:: Extracted data ::
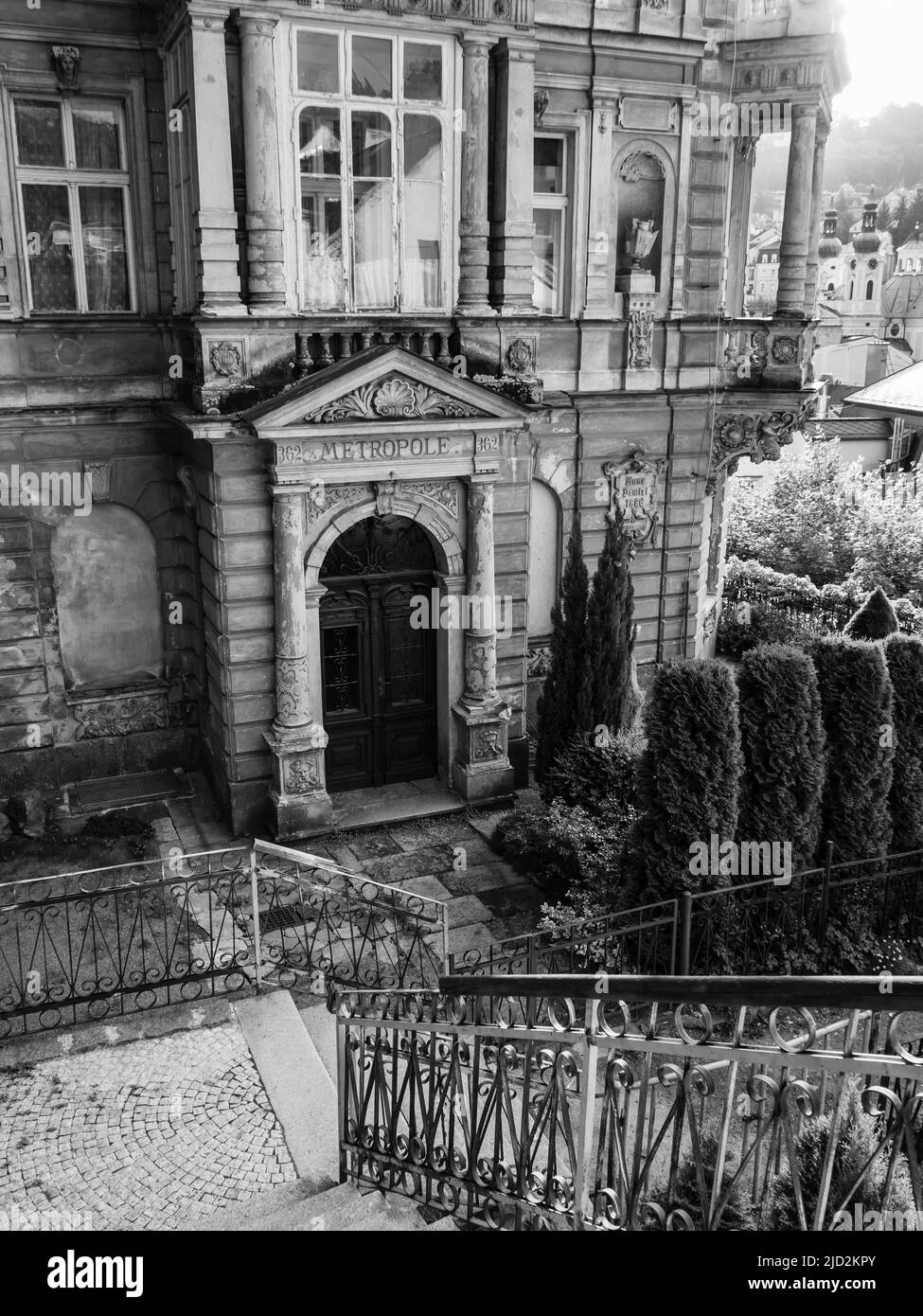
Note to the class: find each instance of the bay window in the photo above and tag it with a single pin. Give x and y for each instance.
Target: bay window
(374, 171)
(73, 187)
* * *
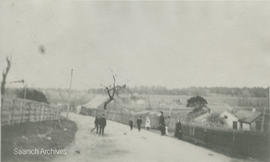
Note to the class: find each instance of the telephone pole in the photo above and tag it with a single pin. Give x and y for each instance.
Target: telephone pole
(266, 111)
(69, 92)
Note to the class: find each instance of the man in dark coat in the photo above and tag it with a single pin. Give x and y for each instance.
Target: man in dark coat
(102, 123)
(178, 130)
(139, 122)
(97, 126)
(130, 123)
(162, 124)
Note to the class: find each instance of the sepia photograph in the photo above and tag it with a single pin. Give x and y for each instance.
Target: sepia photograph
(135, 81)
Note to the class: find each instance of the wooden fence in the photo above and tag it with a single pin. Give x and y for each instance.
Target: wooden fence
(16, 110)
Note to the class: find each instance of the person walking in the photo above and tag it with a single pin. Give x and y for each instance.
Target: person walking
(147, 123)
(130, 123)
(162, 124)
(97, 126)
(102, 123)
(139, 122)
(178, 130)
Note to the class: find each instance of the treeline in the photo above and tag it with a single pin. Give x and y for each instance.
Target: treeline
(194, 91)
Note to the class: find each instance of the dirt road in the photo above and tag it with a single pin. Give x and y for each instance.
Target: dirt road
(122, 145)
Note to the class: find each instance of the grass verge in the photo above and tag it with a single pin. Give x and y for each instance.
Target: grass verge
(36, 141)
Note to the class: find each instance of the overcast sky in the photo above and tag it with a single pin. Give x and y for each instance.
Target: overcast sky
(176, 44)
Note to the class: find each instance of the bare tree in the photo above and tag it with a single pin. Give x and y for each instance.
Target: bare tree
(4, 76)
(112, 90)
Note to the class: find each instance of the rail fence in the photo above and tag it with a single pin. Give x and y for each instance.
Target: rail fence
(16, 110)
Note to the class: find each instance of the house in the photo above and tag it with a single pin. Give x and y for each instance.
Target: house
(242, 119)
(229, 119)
---
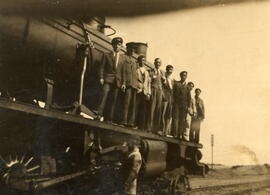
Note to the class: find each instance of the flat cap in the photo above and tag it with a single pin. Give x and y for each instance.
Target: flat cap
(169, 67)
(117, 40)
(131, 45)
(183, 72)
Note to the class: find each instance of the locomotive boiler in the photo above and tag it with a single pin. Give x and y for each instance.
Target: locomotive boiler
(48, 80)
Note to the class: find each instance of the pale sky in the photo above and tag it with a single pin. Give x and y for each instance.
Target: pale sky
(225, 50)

:: Task statement ::
Locate each row that contains the word "pole" and copy those rows out in full.

:: Solution for this task ::
Note to the class: find each instance of the telephone pole in the photo above and tag it with a single pin. Give x and y for each instance.
Target: telephone pole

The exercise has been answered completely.